◆ CONSIGNE DE L'EXERCICE 1: Extrayez du texte sur les dieux le passage qui commence par « Il y rencontre » et se termine par « vertueux d'un homme. », sans y changer un mot.

◆ TEXTE SOURCE:
━━━━
Savez-vous
quelle surprise attendait le psychanalyste et ethnologue Géza
Roheim lorsqu'il arriva dans le désert d'Australie centrale ?
Il y rencontre des mères trop tendres, qui nourrissent leurs enfants
au sein jusqu'à l'âge de quatre ans et plus : les Pitjentara sont
des gens pleins de gaîté, d'un commerce agréable et, comme dit
cet observateur, "aussi peu anxieux qu'un être humain
peut l'être ".
Cependant,
ces gens vous tuent froidement un enfant sur deux, le font rôtir
au feu de bois et le mangent bien cuit, afin que le suivant en
devienne deux fois plus fort. Les Trobriandais, eux, s'écartent
résolument de la sainte coutume de cuire les enfants : en revanche,
tout mâle conquiert son rang et ses prérogatives d'adulte par
le meurtre vertueux d'un homme.
Qui
ordonne la pédophagie dévote aux Pitjentara et l'assassinat rédempteur
aux Trobriandais ? La foi en leurs dieux. Quel sera le remède
à la barbarie de leur ciel ? Comme vous le savez, l'homme politique
et le prophète recourent tous deux à un seul et même procédé :
depuis le fond des âges, ils font subitement dire au ciel tout
autre chose que ce qu'il proférait jusqu'alors. Modifier radicalement
le discours des Célestes fut le moyen unique et universel des
réformateurs religieux, des moralistes et des philosophes. Abraham
déclare tout soudainement que Jahvé ne demandera plus l'immolation
sanglante des premiers nés, Isaïe que le créateur a horreur du
sang des autels, Jésus que le ciel lèvera, en échange de son propre
sacrifice, la sanction éternelle dont il avait frappé le genre
humain en le chassant définitivement du paradis originel, Mahomet
que Dieu s'appellera Allah, désormais, qu'il s'exprimera en arabe,
qu'il rejettera toute Église officielle, hiérarchisée, organisée
et tous les autels anciens, parce que l'Histoire enseigne que
les religions se corrompent par les privilèges exorbitants que
s'accordent leurs clergés. Quant à Voltaire, il dit que Dieu est
si bon qu'il accueille toutes les autres religions à bras ouverts.
Mais
la vraie question qui nous est posée ce soir est-elle bien de
savoir comment on civilise les dieux ? Car il est relativement
facile à la raison politique d'infléchir la pensée des Immortels,
ne serait-ce que pour le motif qu'au cours des siècles, ils ont
nécessairement tout dit, et cela parce que le destin des nations
les fait osciller entre le recours à la force et l'usage de la
douceur. Il sera donc toujours possible aux éducateurs les plus
avertis des Immortels de privilégier celles de leurs paroles qui
les adouciront et qui les civiliseront. Le dieu chrétien vous
promet des tortures éternelles dans les flammes, ce qui n'est
pas le signe d'un extrême laxisme de son code pénal, mais il prononce
également des paroles d'amour et de paix, ce qui permettra à Voltaire
de mettre en évidence les vertus d'un Dieu proche de celui de
Fénelon ou de Madame Guyon.
━━━━
◆ CONSIGNE DE L'EXERCICE 2: Mettez sous forme de liste numérotée les lignes du listing, en commençant par la ligne qui contient « Segment every gold » et en terminant par celle qui contient « 14;17;204;226 », ces deux lignes comprises. Omettez les lignes vides et ne reprenez que ces lignes.

◆ EXTRAIT DES DONNÉES:
━━━━
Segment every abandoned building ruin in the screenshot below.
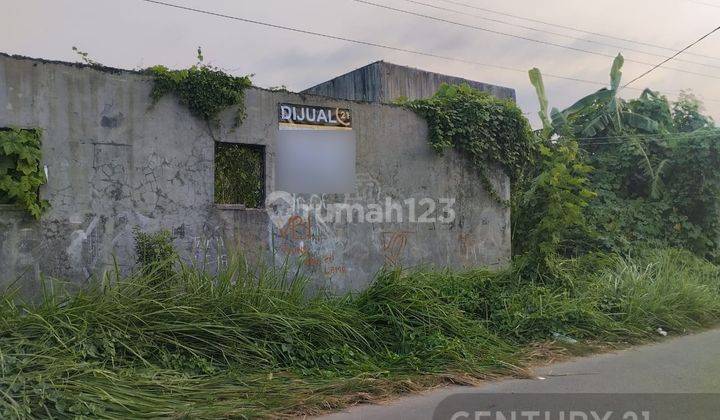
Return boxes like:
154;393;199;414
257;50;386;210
━━━━
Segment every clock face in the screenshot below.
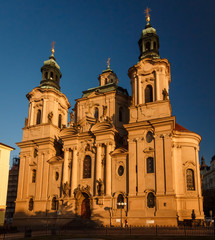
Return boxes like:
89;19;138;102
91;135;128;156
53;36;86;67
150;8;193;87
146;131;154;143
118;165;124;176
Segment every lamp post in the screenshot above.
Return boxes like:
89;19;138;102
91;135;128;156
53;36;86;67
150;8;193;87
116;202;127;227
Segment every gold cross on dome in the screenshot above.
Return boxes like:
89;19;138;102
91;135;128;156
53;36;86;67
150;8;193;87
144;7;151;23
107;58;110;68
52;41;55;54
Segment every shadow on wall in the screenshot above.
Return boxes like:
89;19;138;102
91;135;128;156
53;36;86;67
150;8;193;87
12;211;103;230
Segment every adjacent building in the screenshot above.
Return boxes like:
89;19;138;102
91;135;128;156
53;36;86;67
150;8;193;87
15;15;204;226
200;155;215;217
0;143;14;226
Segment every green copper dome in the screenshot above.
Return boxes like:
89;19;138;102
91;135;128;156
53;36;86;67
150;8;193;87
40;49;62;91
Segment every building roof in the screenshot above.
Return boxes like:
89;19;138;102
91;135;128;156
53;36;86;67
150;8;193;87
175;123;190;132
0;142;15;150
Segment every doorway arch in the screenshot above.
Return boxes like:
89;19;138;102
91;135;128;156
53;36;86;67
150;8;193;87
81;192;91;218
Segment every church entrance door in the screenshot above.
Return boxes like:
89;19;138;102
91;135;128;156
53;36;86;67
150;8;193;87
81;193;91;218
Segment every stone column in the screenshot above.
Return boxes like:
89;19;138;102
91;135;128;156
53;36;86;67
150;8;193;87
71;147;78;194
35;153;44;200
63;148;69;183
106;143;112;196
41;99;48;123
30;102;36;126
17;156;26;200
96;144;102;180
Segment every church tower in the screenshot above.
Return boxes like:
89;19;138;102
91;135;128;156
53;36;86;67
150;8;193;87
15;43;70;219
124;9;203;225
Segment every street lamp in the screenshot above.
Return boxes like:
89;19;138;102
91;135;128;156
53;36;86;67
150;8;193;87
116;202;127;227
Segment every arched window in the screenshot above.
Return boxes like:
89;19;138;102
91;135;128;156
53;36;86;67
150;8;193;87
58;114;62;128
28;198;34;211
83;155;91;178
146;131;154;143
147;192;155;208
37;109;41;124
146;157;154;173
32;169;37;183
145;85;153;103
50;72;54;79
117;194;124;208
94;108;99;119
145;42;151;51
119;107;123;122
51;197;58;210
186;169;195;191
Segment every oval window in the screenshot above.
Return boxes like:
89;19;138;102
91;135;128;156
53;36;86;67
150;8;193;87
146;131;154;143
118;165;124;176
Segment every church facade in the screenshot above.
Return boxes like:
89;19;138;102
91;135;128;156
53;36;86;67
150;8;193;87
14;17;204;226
━━━━
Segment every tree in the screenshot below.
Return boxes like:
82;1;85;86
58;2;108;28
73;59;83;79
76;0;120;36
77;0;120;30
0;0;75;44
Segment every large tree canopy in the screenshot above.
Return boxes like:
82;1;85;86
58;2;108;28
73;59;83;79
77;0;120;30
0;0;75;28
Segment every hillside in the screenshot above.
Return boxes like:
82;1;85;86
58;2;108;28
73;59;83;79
━━━━
◆ CORRIGÉ 1:
Il y rencontre des mères trop tendres, qui nourrissent leurs enfants
au sein jusqu'à l'âge de quatre ans et plus : les Pitjentara sont
des gens pleins de gaîté, d'un commerce agréable et, comme dit
cet observateur, "aussi peu anxieux qu'un être humain
peut l'être ".
Cependant,
ces gens vous tuent froidement un enfant sur deux, le font rôtir
au feu de bois et le mangent bien cuit, afin que le suivant en
devienne deux fois plus fort. Les Trobriandais, eux, s'écartent
résolument de la sainte coutume de cuire les enfants : en revanche,
tout mâle conquiert son rang et ses prérogatives d'adulte par
le meurtre vertueux d'un homme.

◆ CORRIGÉ 2:
1. Segment every gold cross on dome in the screenshot above.
2. Return boxes like:
3. 89;19;138;102
4. 91;135;128;156
5. 53;36;86;67
6. 150;8;193;87
7. 144;7;151;23
8. 107;58;110;68
9. 52;41;55;54
10. Segment every shadow on wall in the screenshot above.
11. Return boxes like:
12. 89;19;138;102
13. 91;135;128;156
14. 53;36;86;67
15. 150;8;193;87
16. 12;211;103;230
17. Segment every adjacent building in the screenshot above.
18. Return boxes like:
19. 89;19;138;102
20. 91;135;128;156
21. 53;36;86;67
22. 150;8;193;87
23. 15;15;204;226
24. 200;155;215;217
25. 0;143;14;226
26. Segment every green copper dome in the screenshot above.
27. Return boxes like:
28. 89;19;138;102
29. 91;135;128;156
30. 53;36;86;67
31. 150;8;193;87
32. 40;49;62;91
33. Segment every building roof in the screenshot above.
34. Return boxes like:
35. 89;19;138;102
36. 91;135;128;156
37. 53;36;86;67
38. 150;8;193;87
39. 175;123;190;132
40. 0;142;15;150
41. Segment every doorway arch in the screenshot above.
42. Return boxes like:
43. 89;19;138;102
44. 91;135;128;156
45. 53;36;86;67
46. 150;8;193;87
47. 81;192;91;218
48. Segment every church entrance door in the screenshot above.
49. Return boxes like:
50. 89;19;138;102
51. 91;135;128;156
52. 53;36;86;67
53. 150;8;193;87
54. 81;193;91;218
55. Segment every stone column in the screenshot above.
56. Return boxes like:
57. 89;19;138;102
58. 91;135;128;156
59. 53;36;86;67
60. 150;8;193;87
61. 71;147;78;194
62. 35;153;44;200
63. 63;148;69;183
64. 106;143;112;196
65. 41;99;48;123
66. 30;102;36;126
67. 17;156;26;200
68. 96;144;102;180
69. Segment every church tower in the screenshot above.
70. Return boxes like:
71. 89;19;138;102
72. 91;135;128;156
73. 53;36;86;67
74. 150;8;193;87
75. 15;43;70;219
76. 124;9;203;225
77. Segment every street lamp in the screenshot above.
78. Return boxes like:
79. 89;19;138;102
80. 91;135;128;156
81. 53;36;86;67
82. 150;8;193;87
83. 116;202;127;227
84. Segment every arched window in the screenshot above.
85. Return boxes like:
86. 89;19;138;102
87. 91;135;128;156
88. 53;36;86;67
89. 150;8;193;87
90. 58;114;62;128
91. 28;198;34;211
92. 83;155;91;178
93. 146;131;154;143
94. 147;192;155;208
95. 37;109;41;124
96. 146;157;154;173
97. 32;169;37;183
98. 145;85;153;103
99. 50;72;54;79
100. 117;194;124;208
101. 94;108;99;119
102. 145;42;151;51
103. 119;107;123;122
104. 51;197;58;210
105. 186;169;195;191
106. Segment every oval window in the screenshot above.
107. Return boxes like:
108. 89;19;138;102
109. 91;135;128;156
110. 53;36;86;67
111. 150;8;193;87
112. 146;131;154;143
113. 118;165;124;176
114. Segment every church facade in the screenshot above.
115. Return boxes like:
116. 89;19;138;102
117. 91;135;128;156
118. 53;36;86;67
119. 150;8;193;87
120. 14;17;204;226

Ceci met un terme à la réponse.